Selected passage
┄┄┄┄┄┄┄┄┄┄┄┄┄┄┄┄┄┄┄┄

Portuguese Chinese


This blog entry about the events of Wednesday, September 15, 2004 was originally posted on September 24, 2004.

DAY 333:  Great Britain, as great as it was before the break-up of The Beatles, wasn’t the only European power meddling in places on the other side of the world.  During the hey day of seafaring trade, Portugal was also a major power of international commerce, particularly in Asia after they had wisely decided to rent a piece of land from the Chinese government in 1557 at the strategic location where three major Chinese rivers fed out into the ocean.  This colonial port, known as Macau, became a major hub of trade in between the east and west and propelled the Portugal in the import/export business — eventually other countries used Macau as a port too.  Some Portuguese settled in Macau, importing their language, food, architecture and religion to an otherwise Chinese area.  Macau was handed back over to China in 1999 — two years after the UK handed back Hong Kong — but the Portuguese legacy can still be felt today as it stands as one of China’s Special Administrative Regions (SARs), with its own currency, immigration/customs regulations and unrestricted gambling laws.

┄┄┄┄┄┄┄┄┄┄┄┄┄┄┄┄┄┄┄┄

Stored records
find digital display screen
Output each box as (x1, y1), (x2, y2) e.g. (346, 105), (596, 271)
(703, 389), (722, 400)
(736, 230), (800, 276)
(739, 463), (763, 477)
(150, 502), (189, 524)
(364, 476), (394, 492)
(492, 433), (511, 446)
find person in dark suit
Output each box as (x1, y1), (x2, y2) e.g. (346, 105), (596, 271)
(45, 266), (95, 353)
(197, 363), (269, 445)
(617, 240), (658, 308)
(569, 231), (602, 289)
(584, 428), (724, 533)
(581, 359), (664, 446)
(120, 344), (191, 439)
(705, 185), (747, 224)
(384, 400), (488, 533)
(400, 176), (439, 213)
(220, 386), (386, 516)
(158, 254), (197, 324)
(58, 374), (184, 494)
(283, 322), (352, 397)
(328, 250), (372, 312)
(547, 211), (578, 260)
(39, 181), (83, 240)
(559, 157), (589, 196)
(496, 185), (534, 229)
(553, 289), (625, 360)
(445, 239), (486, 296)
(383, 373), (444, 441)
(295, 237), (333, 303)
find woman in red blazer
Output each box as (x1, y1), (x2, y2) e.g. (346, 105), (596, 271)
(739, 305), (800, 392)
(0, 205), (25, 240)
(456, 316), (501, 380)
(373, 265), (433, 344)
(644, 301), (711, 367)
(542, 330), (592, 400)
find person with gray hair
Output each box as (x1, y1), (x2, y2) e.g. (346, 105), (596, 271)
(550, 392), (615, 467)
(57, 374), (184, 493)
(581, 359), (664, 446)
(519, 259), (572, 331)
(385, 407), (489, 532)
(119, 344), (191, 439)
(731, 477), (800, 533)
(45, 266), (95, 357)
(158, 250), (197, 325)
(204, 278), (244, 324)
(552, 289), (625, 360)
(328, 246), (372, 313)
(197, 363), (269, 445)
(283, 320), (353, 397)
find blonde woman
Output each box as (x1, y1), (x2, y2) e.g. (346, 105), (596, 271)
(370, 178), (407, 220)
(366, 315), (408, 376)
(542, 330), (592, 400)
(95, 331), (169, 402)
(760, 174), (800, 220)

┄┄┄┄┄┄┄┄┄┄┄┄┄┄┄┄┄┄┄┄

Exercise objective
From the blog entry about Macau, list everything the Portuguese who settled there are said to have brought with them. The records were taken from a different source.

Correct response
- Language
- Food
- Architecture
- Religion